Each line of the data below should be repeated exactly.

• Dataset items
^^^^^^^^^^^^^^^^

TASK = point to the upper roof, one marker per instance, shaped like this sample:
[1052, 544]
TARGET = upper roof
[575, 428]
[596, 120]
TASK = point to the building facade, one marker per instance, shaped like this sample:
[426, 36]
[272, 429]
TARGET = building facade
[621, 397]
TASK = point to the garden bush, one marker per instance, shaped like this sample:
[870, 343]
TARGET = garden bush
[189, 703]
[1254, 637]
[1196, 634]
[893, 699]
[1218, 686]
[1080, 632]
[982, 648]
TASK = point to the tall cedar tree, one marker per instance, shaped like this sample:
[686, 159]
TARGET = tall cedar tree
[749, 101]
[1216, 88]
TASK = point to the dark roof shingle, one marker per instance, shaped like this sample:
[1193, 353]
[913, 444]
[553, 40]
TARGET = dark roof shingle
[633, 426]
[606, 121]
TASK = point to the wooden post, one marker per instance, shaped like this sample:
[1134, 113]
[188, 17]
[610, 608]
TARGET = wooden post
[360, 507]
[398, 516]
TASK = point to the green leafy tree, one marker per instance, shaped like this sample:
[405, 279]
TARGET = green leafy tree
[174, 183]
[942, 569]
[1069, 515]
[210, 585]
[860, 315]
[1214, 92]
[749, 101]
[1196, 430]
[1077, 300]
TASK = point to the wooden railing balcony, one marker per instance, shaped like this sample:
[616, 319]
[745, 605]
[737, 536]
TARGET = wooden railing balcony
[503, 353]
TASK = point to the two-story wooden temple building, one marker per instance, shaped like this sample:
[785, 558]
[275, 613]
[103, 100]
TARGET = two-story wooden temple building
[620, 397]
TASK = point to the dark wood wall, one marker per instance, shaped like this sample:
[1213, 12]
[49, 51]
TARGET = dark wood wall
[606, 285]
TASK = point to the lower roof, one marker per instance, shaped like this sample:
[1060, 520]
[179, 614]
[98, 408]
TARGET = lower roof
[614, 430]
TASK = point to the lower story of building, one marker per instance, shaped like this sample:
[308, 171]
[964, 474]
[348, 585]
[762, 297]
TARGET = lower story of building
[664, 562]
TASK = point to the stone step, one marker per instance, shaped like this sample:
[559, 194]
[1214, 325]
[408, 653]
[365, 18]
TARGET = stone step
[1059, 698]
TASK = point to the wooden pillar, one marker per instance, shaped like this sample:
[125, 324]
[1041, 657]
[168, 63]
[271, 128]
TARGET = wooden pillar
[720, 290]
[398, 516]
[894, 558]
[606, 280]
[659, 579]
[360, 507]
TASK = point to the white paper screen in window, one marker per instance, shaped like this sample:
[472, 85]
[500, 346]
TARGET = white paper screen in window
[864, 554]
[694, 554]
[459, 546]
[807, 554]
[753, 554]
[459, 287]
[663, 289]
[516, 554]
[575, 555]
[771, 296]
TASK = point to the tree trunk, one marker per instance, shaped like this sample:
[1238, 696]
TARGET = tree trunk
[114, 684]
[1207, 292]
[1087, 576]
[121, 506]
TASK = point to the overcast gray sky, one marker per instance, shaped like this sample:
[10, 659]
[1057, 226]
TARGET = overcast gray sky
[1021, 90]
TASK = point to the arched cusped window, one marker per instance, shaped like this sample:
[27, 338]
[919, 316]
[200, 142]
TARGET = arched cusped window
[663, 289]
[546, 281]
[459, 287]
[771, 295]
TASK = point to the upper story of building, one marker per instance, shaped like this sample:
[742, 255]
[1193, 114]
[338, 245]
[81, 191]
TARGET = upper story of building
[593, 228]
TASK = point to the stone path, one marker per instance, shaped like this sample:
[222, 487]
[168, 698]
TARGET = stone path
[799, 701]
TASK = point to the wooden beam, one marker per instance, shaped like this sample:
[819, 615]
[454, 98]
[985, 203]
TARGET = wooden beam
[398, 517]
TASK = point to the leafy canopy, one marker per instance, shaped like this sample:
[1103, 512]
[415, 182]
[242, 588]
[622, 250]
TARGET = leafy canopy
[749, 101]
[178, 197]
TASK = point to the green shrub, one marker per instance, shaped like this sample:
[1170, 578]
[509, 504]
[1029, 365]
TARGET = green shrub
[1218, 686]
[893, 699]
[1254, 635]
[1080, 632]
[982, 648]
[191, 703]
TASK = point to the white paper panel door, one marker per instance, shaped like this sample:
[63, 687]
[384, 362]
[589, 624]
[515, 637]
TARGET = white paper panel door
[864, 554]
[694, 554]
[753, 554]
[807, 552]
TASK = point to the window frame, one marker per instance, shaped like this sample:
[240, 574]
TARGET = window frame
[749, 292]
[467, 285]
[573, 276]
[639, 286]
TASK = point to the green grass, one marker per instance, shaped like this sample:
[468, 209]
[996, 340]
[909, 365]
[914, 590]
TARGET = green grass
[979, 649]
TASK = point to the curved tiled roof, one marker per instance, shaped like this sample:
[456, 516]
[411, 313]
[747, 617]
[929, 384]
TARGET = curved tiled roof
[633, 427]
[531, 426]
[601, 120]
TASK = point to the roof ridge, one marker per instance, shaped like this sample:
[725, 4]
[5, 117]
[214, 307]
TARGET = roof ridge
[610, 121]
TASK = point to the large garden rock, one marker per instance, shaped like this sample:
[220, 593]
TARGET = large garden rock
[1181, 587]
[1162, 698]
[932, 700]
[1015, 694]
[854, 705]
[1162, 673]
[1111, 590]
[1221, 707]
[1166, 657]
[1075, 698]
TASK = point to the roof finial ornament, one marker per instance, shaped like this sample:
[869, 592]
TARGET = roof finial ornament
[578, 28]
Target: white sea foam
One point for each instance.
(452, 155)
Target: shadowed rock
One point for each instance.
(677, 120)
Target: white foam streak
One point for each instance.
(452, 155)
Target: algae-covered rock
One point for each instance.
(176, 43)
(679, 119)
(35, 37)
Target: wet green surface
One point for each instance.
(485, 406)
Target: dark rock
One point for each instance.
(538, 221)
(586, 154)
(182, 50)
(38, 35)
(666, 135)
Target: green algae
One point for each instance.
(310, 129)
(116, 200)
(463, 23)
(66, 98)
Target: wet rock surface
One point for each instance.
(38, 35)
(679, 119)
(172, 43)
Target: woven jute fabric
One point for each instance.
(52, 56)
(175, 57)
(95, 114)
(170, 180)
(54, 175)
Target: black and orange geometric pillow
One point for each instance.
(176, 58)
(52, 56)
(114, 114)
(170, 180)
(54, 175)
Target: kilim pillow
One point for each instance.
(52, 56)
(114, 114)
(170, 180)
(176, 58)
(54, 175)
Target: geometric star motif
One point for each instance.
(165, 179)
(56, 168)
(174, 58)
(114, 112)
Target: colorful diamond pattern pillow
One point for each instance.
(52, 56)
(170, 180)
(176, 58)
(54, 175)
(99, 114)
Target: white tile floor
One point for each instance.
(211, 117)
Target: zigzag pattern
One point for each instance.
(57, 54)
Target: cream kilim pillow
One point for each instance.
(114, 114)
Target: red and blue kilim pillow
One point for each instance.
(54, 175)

^^^^^^^^^^^^^^^^

• Expected answer
TASK = point to the upper roof, one marker per instance, shaped like this sample:
[1052, 544]
TARGET = upper roof
[575, 428]
[596, 120]
TASK = point to the building facade, one marker per instance, shaped like this sample:
[426, 36]
[272, 429]
TARGET = building facade
[621, 397]
TASK = point to the garden bush, one marker per instance, shaped like this sample:
[870, 343]
TARGET = garden bush
[189, 703]
[1254, 637]
[1196, 634]
[893, 699]
[1218, 686]
[1080, 632]
[982, 648]
TASK = point to the tall cedar tree, one marker per instance, shaped like this sample:
[686, 159]
TARGET = tall cedar tree
[749, 101]
[1216, 88]
TASK = point to the dark roof shingle, one marker per instance, shaped like this sample:
[1193, 353]
[913, 444]
[553, 40]
TARGET = dark roof shingle
[633, 426]
[606, 121]
TASK = point to the wooden post, one marker per instance, shaped like this sample:
[1134, 113]
[188, 17]
[610, 608]
TARGET = wooden post
[360, 507]
[398, 516]
TASK = point to the green leafy tree, one marker per instance, shaped like this sample:
[405, 279]
TARGET = green leafy tree
[174, 183]
[942, 569]
[1069, 515]
[210, 585]
[860, 315]
[1214, 92]
[749, 101]
[1196, 430]
[1077, 300]
TASK = point to the wooden railing balcony, one marker per instance, shaped like this sample:
[616, 319]
[745, 605]
[737, 536]
TARGET = wooden railing balcony
[503, 353]
TASK = point to the two-story wooden temple building, one marker per instance, shaped like this sample:
[785, 558]
[275, 613]
[103, 100]
TARGET = two-story wooden temple building
[620, 397]
TASK = point to the dark wood wall, one marker per instance, shaped like this sample:
[1213, 12]
[49, 51]
TARGET = dark wood wall
[606, 285]
TASK = point to the lower roof, one marker per instance, shaped like this sample:
[1060, 520]
[179, 614]
[98, 408]
TARGET = lower roof
[614, 430]
TASK = point to the lower story of building, one marker per instance, shaped like this sample:
[308, 171]
[964, 474]
[348, 585]
[762, 297]
TARGET = lower story of building
[664, 562]
TASK = point to the stone step, one marker per instance, shaped like this sample:
[559, 194]
[1214, 325]
[408, 653]
[365, 18]
TARGET = stone step
[1059, 698]
TASK = point to the wooden pillar, one marker per instance, shaped like this sample:
[125, 324]
[1041, 657]
[168, 63]
[271, 128]
TARGET = wooden pillar
[720, 290]
[398, 516]
[894, 558]
[606, 280]
[659, 579]
[360, 507]
TASK = point to the white paper screen in window, one marker per instance, shaped like this sample:
[472, 85]
[500, 346]
TARGET = white paper screen in window
[864, 554]
[694, 554]
[459, 546]
[807, 554]
[753, 554]
[459, 287]
[663, 289]
[516, 554]
[575, 555]
[771, 296]
TASK = point to the tree trunk, one marker per instance, shaped like this sample:
[1238, 696]
TARGET = tree trunk
[114, 684]
[1207, 292]
[1087, 576]
[121, 506]
TASK = point to the overcast gray sky, one marker per instance, shaped like this sample:
[10, 659]
[1057, 226]
TARGET = overcast gray sky
[1021, 90]
TASK = point to the arched cusped window, one marker per instance, shaped like this sample:
[27, 338]
[919, 316]
[200, 142]
TARGET = arched cusped window
[663, 289]
[546, 281]
[459, 287]
[771, 295]
TASK = point to the upper story of building, one marker per instance, shaped like this sample:
[742, 255]
[1193, 114]
[338, 245]
[81, 191]
TARGET = upper story of building
[593, 228]
TASK = point to the stone path, one marker per instance, shaped like this sample:
[222, 487]
[168, 698]
TARGET = stone path
[799, 701]
TASK = point to the wooden beam, one marker per instance, shaped like this sample:
[819, 615]
[454, 98]
[985, 203]
TARGET = wooden beam
[398, 517]
TASK = point to the leafy canopy, one marker per instance, shaped like this sample:
[1103, 512]
[415, 182]
[242, 588]
[622, 250]
TARGET = leafy canopy
[749, 101]
[178, 197]
TASK = point to the green shrub, one marker per instance, shaped like this sample:
[1170, 578]
[509, 504]
[1029, 365]
TARGET = green shrub
[1218, 686]
[893, 699]
[1254, 635]
[1080, 632]
[982, 648]
[191, 703]
TASK = point to the white paper panel door, one marker per instance, shaped like this sample:
[63, 687]
[384, 362]
[589, 624]
[515, 637]
TARGET = white paper panel door
[864, 554]
[694, 554]
[753, 554]
[807, 552]
TASK = point to the window frame, one marker per instance, shaped like this sample:
[240, 574]
TARGET = window frame
[749, 292]
[467, 285]
[573, 276]
[639, 286]
TASK = point to the green grass, one marker per instance, shaped like this sample:
[468, 209]
[996, 340]
[909, 365]
[914, 590]
TARGET = green grass
[979, 649]
TASK = point to the curved tiled roof, one marker per instance, shaped like this sample:
[456, 516]
[411, 313]
[747, 617]
[929, 384]
TARGET = curved tiled roof
[633, 427]
[531, 426]
[601, 120]
TASK = point to the roof ridge, one marker per instance, shaped like this sample:
[725, 4]
[5, 117]
[214, 307]
TARGET = roof ridge
[610, 121]
TASK = point to the large garden rock, one marker per instance, shaped like this sample:
[220, 593]
TARGET = large garden rock
[1181, 587]
[1162, 698]
[932, 700]
[1015, 694]
[854, 705]
[1162, 673]
[1111, 590]
[1221, 707]
[1166, 657]
[1075, 698]
TASK = point to the roof finial ornament, one marker per instance, shaped like this sample:
[869, 592]
TARGET = roof finial ornament
[578, 28]
Target: white sea foam
One point for each instance.
(452, 155)
Target: shadowed rock
One point for each instance.
(677, 120)
Target: white foam streak
One point for each instance.
(452, 155)
Target: algae-covered rock
One point for each instance.
(176, 43)
(679, 119)
(35, 37)
Target: wet green surface
One point for each instance.
(485, 406)
Target: dark rock
One point for each instance.
(538, 221)
(586, 154)
(182, 50)
(38, 35)
(666, 135)
Target: green algae
One point for each instance.
(310, 129)
(116, 200)
(463, 23)
(66, 98)
Target: wet rock surface
One point for each instance.
(38, 35)
(679, 119)
(172, 43)
Target: woven jute fabric
One point for each instance.
(52, 56)
(175, 57)
(95, 114)
(170, 180)
(54, 175)
Target: black and orange geometric pillow
One point for each instance.
(176, 58)
(52, 56)
(114, 114)
(170, 180)
(54, 175)
Target: kilim pillow
One point for each instance.
(52, 56)
(114, 114)
(170, 180)
(176, 58)
(54, 175)
Target: geometric star motif
One point for each instance.
(165, 179)
(56, 168)
(174, 58)
(114, 112)
Target: colorful diamond pattern pillow
One point for each instance.
(52, 56)
(170, 180)
(176, 58)
(54, 175)
(99, 114)
Target: white tile floor
One point for each instance.
(211, 117)
Target: zigzag pattern
One point for each instance.
(57, 54)
Target: cream kilim pillow
One point for each instance.
(114, 114)
Target: red and blue kilim pillow
One point for each instance.
(54, 175)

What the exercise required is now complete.